This type of posts is inspired by Tim Ferriss’ 5-Bullet Friday. That’s an email he sends to subscribers every Friday with a list of the things he enjoyed and did during the week (an article he read, a useful purchase he made, something interesting he watched and so on). I like it a lot and find it inspiring and helpful. And considering that I’m reading, thinking about and trying to improve different things every week, I decided to do the same.
It’s published on Sunday. You can read all similar posts here.
Habits of Successful Entrepreneurs
I’ve been fascinated by that for a long time now.
I love the passion one can see in the eyes of people like Elon Musk, Zuck, Jack Dorsey, Tim Ferriss and every other startup founder or purpose-oriented and creative CEO of a top company.
And reading about the things that inspire them and motivate them to take action and analyzing their behaviors and daily rituals, really helps me do something about my life too.
There’s a lot we can learn from people like these.
And if we’re stuck in life, or don’t really believe we can reach greatness in some field or area of life, checking out their story and what they did differently is worth it.
I’m also writing about that more now and you’ll see posts on such topics on the blog more often. I cover the life lessons we can learn from those top entrepreneurs, what made them who they are today, how their mornings and evenings look like, and much more.
I’m a big believer in the fact that if others can do it, me and you can do it too.
And proven techniques of those who’ve already achieved what you’re after in life can help a lot.
Waking Up Early
It seems to be a recurring theme when I read about and listen to interviews of some of the most famous, productive, passionate and successful people of today.
My latest podcast episode is about that. This post went pretty viral in StumbleUpon too.
I’ve been reading and writing about morning routines for a long time now, and will keep doing it.
But if there’s one thing all people I look up to have in common, it’s getting up early. And – more importantly – doing it because they want to, not because they have to.
Having a purpose also gives you a reason to wake up and get to work right away. And to enjoy every minute of it.
I’ve always struggled with taking control of my eating habits. And still do.
But I’m often thinking about the quality of the food we eat as a more crucial factor than quantity, time of eating, etc.
I believe anyone can live a better, healthier lifestyle by choosing super foods over the rest.

Exercises.
1) According to the blog post, what is Tim Ferriss' 5-Bullet Friday?
2) Write out the blog post between "I’m a big believer" and "they have to.", inclusive, substituting "video" for "podcast episode".
3) Continue the blog post about the habits of successful people from the point where it stops.
The segmentation mask listing is separate material, unrelated to the blog post.

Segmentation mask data
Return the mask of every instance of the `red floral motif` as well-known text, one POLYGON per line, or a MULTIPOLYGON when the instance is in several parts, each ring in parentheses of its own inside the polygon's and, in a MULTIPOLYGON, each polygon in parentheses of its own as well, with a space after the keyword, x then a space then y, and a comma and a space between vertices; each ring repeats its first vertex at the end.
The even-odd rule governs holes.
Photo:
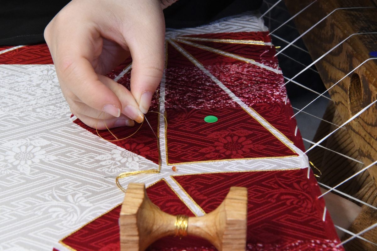
POLYGON ((132 143, 132 144, 125 144, 124 146, 126 149, 132 152, 134 152, 139 155, 145 156, 150 152, 150 148, 146 146, 142 143, 132 143))
POLYGON ((215 147, 211 146, 200 150, 201 152, 208 152, 207 157, 220 155, 232 158, 241 158, 244 154, 252 150, 261 150, 266 147, 262 145, 253 143, 253 141, 245 137, 250 134, 250 132, 239 130, 230 132, 222 131, 211 134, 208 137, 217 138, 214 143, 215 147))
POLYGON ((218 141, 215 142, 215 145, 216 146, 215 149, 226 155, 235 156, 239 154, 242 156, 242 153, 248 152, 254 147, 251 143, 251 140, 247 140, 246 137, 227 136, 219 138, 218 141))

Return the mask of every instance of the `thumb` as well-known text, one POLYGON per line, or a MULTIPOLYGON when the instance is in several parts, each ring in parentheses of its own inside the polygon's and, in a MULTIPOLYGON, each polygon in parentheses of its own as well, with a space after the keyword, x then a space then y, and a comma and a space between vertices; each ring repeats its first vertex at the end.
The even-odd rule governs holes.
POLYGON ((149 108, 164 66, 165 21, 157 2, 154 10, 146 14, 148 18, 143 26, 134 30, 137 35, 125 38, 132 58, 131 92, 144 114, 149 108))

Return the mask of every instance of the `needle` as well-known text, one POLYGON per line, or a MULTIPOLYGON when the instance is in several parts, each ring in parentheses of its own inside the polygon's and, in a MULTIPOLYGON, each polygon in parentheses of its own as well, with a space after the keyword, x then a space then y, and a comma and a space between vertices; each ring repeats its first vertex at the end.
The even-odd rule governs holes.
POLYGON ((147 122, 147 123, 148 123, 148 124, 149 125, 149 127, 150 128, 150 129, 152 130, 152 132, 153 132, 153 134, 154 134, 155 135, 155 136, 156 136, 156 138, 157 138, 157 139, 158 139, 158 138, 157 137, 157 135, 156 135, 155 133, 155 131, 154 131, 153 130, 153 129, 152 128, 152 126, 150 125, 150 124, 149 123, 149 121, 148 121, 148 120, 147 119, 147 117, 145 116, 145 114, 144 114, 144 119, 145 120, 145 121, 147 122))

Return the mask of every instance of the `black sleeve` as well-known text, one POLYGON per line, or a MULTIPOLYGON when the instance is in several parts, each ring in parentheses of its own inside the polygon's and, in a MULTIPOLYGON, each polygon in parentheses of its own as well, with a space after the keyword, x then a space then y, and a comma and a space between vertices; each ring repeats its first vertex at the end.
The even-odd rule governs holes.
MULTIPOLYGON (((45 27, 69 1, 3 2, 0 8, 0 46, 16 46, 44 43, 45 27)), ((179 0, 165 9, 164 13, 167 27, 195 27, 257 9, 262 2, 262 0, 179 0)))

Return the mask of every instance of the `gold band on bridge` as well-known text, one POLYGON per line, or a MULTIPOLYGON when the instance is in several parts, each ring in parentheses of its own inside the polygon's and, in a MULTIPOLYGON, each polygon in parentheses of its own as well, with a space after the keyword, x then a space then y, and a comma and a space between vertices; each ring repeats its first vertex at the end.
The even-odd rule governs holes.
POLYGON ((187 229, 188 225, 188 217, 185 215, 178 214, 175 219, 174 226, 175 227, 175 236, 179 239, 187 235, 187 229))

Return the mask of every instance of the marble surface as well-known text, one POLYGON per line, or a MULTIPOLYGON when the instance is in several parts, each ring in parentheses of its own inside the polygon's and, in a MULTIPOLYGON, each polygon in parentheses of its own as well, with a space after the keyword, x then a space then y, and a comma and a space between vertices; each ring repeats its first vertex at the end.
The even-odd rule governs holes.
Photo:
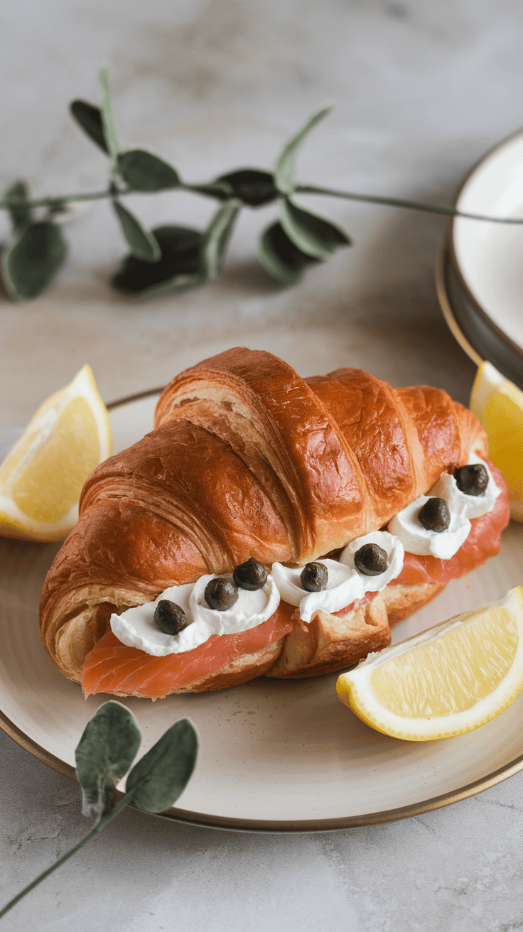
MULTIPOLYGON (((19 0, 2 9, 0 182, 37 193, 105 182, 103 156, 67 115, 112 64, 126 144, 190 181, 268 168, 325 100, 300 180, 448 200, 462 175, 521 123, 521 9, 514 0, 19 0), (6 92, 7 91, 7 92, 6 92)), ((304 201, 306 202, 306 201, 304 201)), ((312 204, 310 199, 308 203, 312 204)), ((303 375, 355 364, 466 402, 474 366, 438 308, 442 220, 316 199, 354 246, 281 290, 255 262, 273 207, 244 212, 221 279, 128 303, 106 280, 124 244, 106 204, 67 227, 70 256, 47 294, 0 298, 0 430, 13 432, 85 363, 110 401, 167 381, 235 343, 303 375)), ((151 225, 202 226, 204 199, 135 198, 151 225)), ((4 225, 0 218, 0 225, 4 225)), ((7 233, 7 226, 0 226, 7 233)), ((77 787, 0 733, 0 899, 87 830, 77 787)), ((4 920, 91 932, 274 927, 508 932, 523 925, 523 774, 437 812, 333 833, 254 835, 125 811, 4 920)))

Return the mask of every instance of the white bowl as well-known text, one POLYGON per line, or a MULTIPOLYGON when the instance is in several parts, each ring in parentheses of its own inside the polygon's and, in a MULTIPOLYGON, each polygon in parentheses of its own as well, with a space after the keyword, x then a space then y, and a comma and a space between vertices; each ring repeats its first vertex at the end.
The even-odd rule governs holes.
MULTIPOLYGON (((503 140, 472 170, 458 210, 523 218, 523 131, 503 140)), ((456 217, 450 257, 462 299, 494 342, 506 348, 523 372, 523 224, 505 225, 456 217)), ((509 375, 509 377, 510 375, 509 375)))

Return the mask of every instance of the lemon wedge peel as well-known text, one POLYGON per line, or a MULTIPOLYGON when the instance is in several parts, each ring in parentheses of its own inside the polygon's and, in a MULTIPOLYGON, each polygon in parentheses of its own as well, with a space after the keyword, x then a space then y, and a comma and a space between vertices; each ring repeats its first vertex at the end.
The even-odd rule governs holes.
POLYGON ((523 391, 491 363, 482 363, 470 409, 489 434, 489 456, 508 485, 511 516, 523 521, 523 391))
MULTIPOLYGON (((438 679, 437 671, 435 678, 438 679)), ((483 688, 488 687, 489 677, 483 688)), ((452 688, 452 686, 451 686, 452 688)), ((432 741, 439 738, 453 737, 472 732, 480 725, 490 721, 516 698, 523 690, 523 588, 516 586, 505 596, 480 606, 474 611, 467 611, 447 622, 436 624, 427 631, 415 635, 402 641, 401 644, 385 648, 378 653, 369 654, 358 666, 342 674, 337 683, 338 698, 367 725, 378 732, 406 741, 432 741), (494 624, 494 629, 492 629, 494 624), (485 631, 490 628, 495 632, 496 641, 485 638, 485 631), (419 710, 411 709, 415 714, 408 715, 408 696, 405 697, 402 714, 392 707, 397 703, 397 676, 404 668, 406 679, 415 682, 421 689, 421 704, 424 701, 423 673, 431 692, 431 652, 434 663, 434 648, 439 651, 438 660, 441 662, 447 651, 456 651, 457 644, 461 641, 461 652, 456 652, 448 657, 448 669, 442 678, 450 682, 455 690, 456 711, 447 714, 420 715, 419 710), (446 643, 447 642, 447 643, 446 643), (467 642, 470 650, 467 651, 467 642), (486 649, 483 655, 482 649, 486 649), (497 676, 490 676, 492 688, 481 696, 482 672, 478 671, 479 684, 476 682, 475 699, 471 701, 471 662, 474 665, 474 655, 479 665, 496 671, 497 676), (501 656, 503 655, 503 656, 501 656), (500 659, 501 657, 501 659, 500 659), (423 665, 427 669, 423 670, 423 665), (408 669, 410 667, 410 670, 408 669), (414 675, 412 674, 414 670, 414 675), (418 674, 418 676, 417 676, 418 674), (387 681, 391 684, 391 695, 387 696, 387 681), (496 682, 497 679, 497 682, 496 682), (377 689, 378 687, 378 689, 377 689), (393 695, 394 692, 396 695, 393 695), (468 698, 466 693, 468 692, 468 698), (460 708, 460 705, 461 707, 460 708), (388 707, 389 706, 389 707, 388 707)), ((434 691, 433 691, 434 692, 434 691)), ((474 690, 473 690, 474 692, 474 690)), ((452 697, 451 697, 452 698, 452 697)), ((442 697, 443 704, 448 704, 448 696, 442 697)), ((413 706, 420 705, 414 697, 413 706)))
POLYGON ((90 366, 50 395, 0 463, 0 534, 59 541, 78 519, 81 487, 112 452, 111 424, 90 366))

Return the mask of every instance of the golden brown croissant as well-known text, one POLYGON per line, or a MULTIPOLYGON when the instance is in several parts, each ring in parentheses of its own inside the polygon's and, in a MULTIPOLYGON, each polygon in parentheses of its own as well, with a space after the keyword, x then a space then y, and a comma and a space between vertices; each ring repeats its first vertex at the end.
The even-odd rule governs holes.
MULTIPOLYGON (((275 356, 241 348, 205 360, 164 390, 155 430, 88 479, 79 521, 42 593, 48 652, 79 680, 87 654, 105 636, 114 664, 131 664, 129 651, 142 651, 125 648, 120 656, 123 645, 106 634, 112 612, 204 573, 229 572, 251 556, 301 566, 337 551, 383 528, 473 450, 487 454, 483 429, 441 390, 392 389, 356 369, 304 379, 275 356)), ((497 551, 507 522, 506 495, 500 498, 489 539, 477 544, 486 531, 482 518, 473 521, 478 527, 467 545, 476 552, 464 570, 454 558, 453 575, 497 551)), ((191 669, 183 686, 169 680, 166 658, 152 658, 164 679, 157 694, 355 663, 389 642, 391 624, 443 588, 448 574, 433 570, 423 577, 424 569, 416 576, 410 568, 409 579, 400 576, 348 610, 319 612, 307 631, 288 612, 286 626, 266 641, 260 626, 247 652, 238 639, 218 638, 229 654, 211 672, 178 654, 191 669)), ((119 686, 111 680, 101 691, 152 694, 154 688, 135 688, 132 676, 117 679, 119 686)))

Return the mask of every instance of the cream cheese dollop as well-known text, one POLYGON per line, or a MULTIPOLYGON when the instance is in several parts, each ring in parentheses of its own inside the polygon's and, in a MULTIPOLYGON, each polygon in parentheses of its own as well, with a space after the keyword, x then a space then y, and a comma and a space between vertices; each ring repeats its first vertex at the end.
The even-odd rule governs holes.
POLYGON ((501 488, 496 486, 488 464, 475 453, 469 456, 468 464, 473 463, 481 463, 489 474, 487 488, 481 495, 461 492, 455 477, 450 473, 443 473, 427 495, 420 495, 415 501, 411 501, 389 522, 388 529, 399 537, 408 553, 421 556, 432 555, 441 560, 449 560, 469 536, 470 519, 481 517, 492 511, 501 488), (447 530, 440 532, 426 530, 417 519, 420 509, 434 496, 445 499, 450 513, 450 525, 447 530))
POLYGON ((255 628, 267 622, 280 605, 280 592, 269 574, 261 589, 254 592, 238 587, 238 599, 225 611, 210 609, 205 601, 205 586, 214 575, 200 576, 196 582, 174 585, 160 593, 154 602, 111 615, 111 630, 123 644, 135 647, 155 657, 194 651, 212 635, 231 635, 255 628), (184 610, 187 626, 178 635, 167 635, 158 627, 155 609, 167 598, 184 610))
POLYGON ((449 560, 457 554, 471 530, 471 523, 461 512, 449 508, 450 524, 447 530, 427 530, 418 520, 418 513, 431 495, 420 495, 394 515, 389 522, 389 531, 395 534, 409 554, 420 556, 437 556, 449 560))
POLYGON ((384 589, 392 580, 395 580, 403 569, 404 556, 405 549, 399 537, 390 534, 386 530, 373 530, 370 534, 364 534, 363 537, 356 537, 351 541, 341 551, 338 559, 340 563, 345 563, 346 566, 351 567, 358 573, 364 584, 364 593, 365 593, 381 592, 381 589, 384 589), (365 543, 376 543, 387 554, 389 566, 384 572, 378 576, 366 576, 356 569, 354 566, 354 555, 365 543))
POLYGON ((472 466, 474 463, 480 463, 484 466, 489 475, 487 488, 481 495, 467 495, 466 492, 461 492, 458 488, 455 476, 451 475, 450 473, 444 473, 429 492, 429 495, 437 495, 440 499, 445 499, 451 513, 461 512, 466 518, 480 518, 483 514, 491 512, 502 491, 496 486, 488 463, 475 453, 471 453, 468 465, 472 466))
POLYGON ((365 595, 360 574, 351 567, 337 560, 315 560, 322 563, 328 572, 326 589, 320 592, 307 592, 300 582, 303 567, 285 567, 282 563, 273 563, 271 573, 284 602, 299 606, 299 617, 309 624, 314 612, 333 612, 351 605, 365 595))

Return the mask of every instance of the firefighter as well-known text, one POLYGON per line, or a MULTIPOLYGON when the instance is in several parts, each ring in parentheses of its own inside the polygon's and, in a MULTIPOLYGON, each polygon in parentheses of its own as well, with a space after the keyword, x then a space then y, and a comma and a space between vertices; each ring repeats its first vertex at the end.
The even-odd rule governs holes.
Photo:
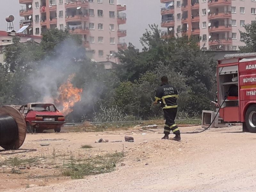
POLYGON ((164 110, 165 124, 164 132, 164 136, 162 139, 169 139, 169 134, 172 131, 175 135, 172 139, 179 141, 180 133, 175 121, 178 107, 178 92, 175 88, 169 84, 167 77, 162 76, 161 81, 161 85, 156 90, 154 104, 160 103, 164 110))

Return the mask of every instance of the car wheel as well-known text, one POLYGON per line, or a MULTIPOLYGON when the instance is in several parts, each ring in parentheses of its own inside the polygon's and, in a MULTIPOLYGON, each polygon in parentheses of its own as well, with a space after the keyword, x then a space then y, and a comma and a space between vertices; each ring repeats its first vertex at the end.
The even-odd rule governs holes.
POLYGON ((35 132, 35 127, 28 122, 27 122, 27 132, 28 133, 35 132))
POLYGON ((256 133, 256 105, 250 106, 245 113, 245 124, 249 132, 256 133))
POLYGON ((58 127, 58 128, 55 128, 54 129, 54 131, 56 132, 59 133, 60 132, 60 127, 58 127))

Activity answers.
1) An email he sends subscribers every Friday listing the things he enjoyed and did during the week.

2)
I’m a big believer in the fact that if others can do it, me and you can do it too.
And proven techniques of those who’ve already achieved what you’re after in life can help a lot.
Waking Up Early
It seems to be a recurring theme when I read about and listen to interviews of some of the most famous, productive, passionate and successful people of today.
My latest video is about that. This post went pretty viral in StumbleUpon too.
I’ve been reading and writing about morning routines for a long time now, and will keep doing it.
But if there’s one thing all people I look up to have in common, it’s getting up early. And – more importantly – doing it because they want to, not because they have to.

3)
If we think about it for a while, we already know what these foods are. Although there are some we don’t usually hear about in daily life and it’s worth checking them out.
But writing down a list of the most important ones and looking at it before every meal, can improve the quality of your life in the long-term.
If you can’t think of more than 10 now, here’s a list of 52.
I’ll be working on making them a permanent part of my life and will slowly let them replace anything else I tend to eat that’s not very healthy.
Study your successes, you’ll learn more.
I do believe in the power of being able to accept your failures, think about what doesn’t work and try something else next time, and learning from your mistakes.
But most often we tend to overthink the things we did wrong and let that prevent us from succeeding.
So it’s worth analyzing your successes. We all have them, even little wins in daily life can be considered a success. And we should take that, analyze why it happened, and try to replicate it.
You can’t escape your comfort zone, you can just replace it with a better alternative.
I wrote a post about that, which I’ll publish soon actually.
You all know how your comfort zone looks like, and know that it’s best to break free from it, whether you’re doing something to make that happen or not.
But truth is, once we do that we just find something else that gives us comfort. And create a new comfort zone.
If you’ve always stayed at one place, for instance, and finally managed to get out there and travel to another place for a month or so, you then feel such freedom that you want to do it again. And if there’s nothing holding you back, you can even travel the world, move to another place, or become location independent and start working remotely.
In this case, traveling becomes your comfort zone. You can’t stay at one place anymore.
And that’s not bad, of course. It means you’ve done something different, are currently doing what you love, unleashing your potential and enjoying life more. But you start feeling comfortable again. And if you don’t stop doing it every now and then, you become weak (just like you were when you lived a life without traveling and even the thought of it scared you).
So what’s the solution?
First, be aware of that. Know when you’re leaving one comfort zone and entering another. Self-analysis is a powerful tool at every step of your journey.
Second, do something new, different, scary and uncomfortable whenever you have the chance.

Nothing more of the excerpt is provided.